Objectifs →
• a. Indiquez si chacune des affirmations suivantes concorde avec l'extrait sur Riss et Cavanna, en répondant par oui ou par non et en citant mot pour mot les termes du texte qui tranchent. (i) Riss nomme les assassins dans son récit. (ii) Cavanna n'était pas à la rédaction de Charlie le 7 janvier 2015. (iii) Le récit de Riss a pour titre Une minute quarante-neuf secondes.
• b. Poursuivez l'extrait sur Riss et Cavanna à la suite de sa dernière phrase.

Extrait du document →
######

Vivant, Riss l’est aussi, autre rescapé des tirs sauvages des frères Kouachi. Blessé, également, et plus récent auteur de son récit des événements, Une minute quarante-neuf secondes, un temps bref qui dura une éternité et se prolonge aujourd’hui encore. Il ne nomme pas, contrairement à ce que je viens de faire, les assassins. Mais il alerte avec force.
La violence. Elle n’a pas disparu. On l’a supportée. On l’a encaissée. On l’a absorbée. Tapie dans nos entrailles, elle attend le moment d’en sortir. Comme un volcan endormi pendant des millénaires, un jour elle explosera de nouveau à la face du monde. Ou peut-être jamais. Ceux qui croient qu’elle est derrière nous n’ont pas compris qu’elle est maintenant à l’intérieur de nous. Il n’y aura pas de reconstruction. Ce qui n’existe plus ne reviendra jamais.
Et Cavanna, est-il vivant ou mort ? Le 7 janvier 2015, il n’était pas à la rédaction de Charlie. Il avait envoyé un mot d’excuse : « J’ai cimetière. » Le même mot depuis presque un an, après qu’il avait essayé pas mal d’autres prétextes : j’ai piscine, j’écris un livre, je n’ai pas fini mon article, Miss Parkinson a encore frappé, je me suis cassé quelques os, etc.
C’est donc du cimetière, peut-on supposer, que Cavanna lancera la semaine prochaine un nouveau coup de gueule, Crève, Ducon ! Ce qui fait de lui une sorte de mort-vivant, mais plus vif que mort si j’en juge par la partie de la journée d’hier que j’ai passée à me marrer en le lisant.

######

Lignes répertoriées →
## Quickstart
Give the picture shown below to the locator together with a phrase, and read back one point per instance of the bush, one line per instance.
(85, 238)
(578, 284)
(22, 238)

######

Réponses finales →
• a.
(i) Non : « Il ne nomme pas, contrairement à ce que je viens de faire, les assassins. »
(ii) Oui : « Le 7 janvier 2015, il n’était pas à la rédaction de Charlie. »
(iii) Oui : « plus récent auteur de son récit des événements, Une minute quarante-neuf secondes »

• b.
Pour comprendre les succès littéraires de Cavanna, il ne fallait pas s’arrêter à la moustache – sa part d’agressivité. Il fallait remonter vers les yeux, débordant de tendresse. Et comprendre à quel point la bonté peut être proche de la colère. Quand il publie Les Ritals en 1978, il raconte son enfance, son quartier d’immigrés. Mais surtout « papa », le Rital de la famille, présent à chaque détour même quand le gamin devenu grand veut jouer au dur, parle putes et chaude-pisse. La veine est bonne, l’autobiographie continue sur le même ton avec Les Russkofs et l’époque du STO (Service du travail obligatoire) sous l’occupation allemande. La guerre, ce n’est pas son truc, on s’en doutait un peu. Il préfère la littérature, le Prix Interallié le confirme.
L’histoire n’est pas finie. Elle ne fait même, dans une large mesure, que commencer. Bête et méchant s’ouvre en 1945, traverse les années soixante et « la grande aventure » d’Hara-Kiri. Les interdictions, les brouilles, tout cela raconté à la volée, comme on te cause au coin du feu. Il croit en finir avec l’autobiographie dans Les yeux plus gros que le ventre. Il décrit sa mort : « La disparition de l’écrivain François C… ne fournit guère de matière à sensation aux journaux ni aux autres médias. » Il n’a jamais prétendu être visionnaire… Même mort sur papier, il imagine une autobiographie-fiction, Maria. Des vieux cons, des vieux fous, racontés d’une écriture enlevée comme des copeaux à un arbre vivant.
Que reste-t-il à écrire, en dehors de ses chroniques qui fournissent par ailleurs la matière de livres bien plus nombreux ? Le livre de sa mère, peut-être, puisqu’il avait beaucoup donné à son père. Ce sera L’œil du lapin, en 1987, avant un ultime retour au récit de grande envergure, Lune de miel, conçu pendant une période où Mademoiselle Parkinson le laissait à peu près en paix. Une paix improbable chez ce révolté qui déversait ses tripes dans chaque livre, comme un cadeau de prix fait à ses lecteurs.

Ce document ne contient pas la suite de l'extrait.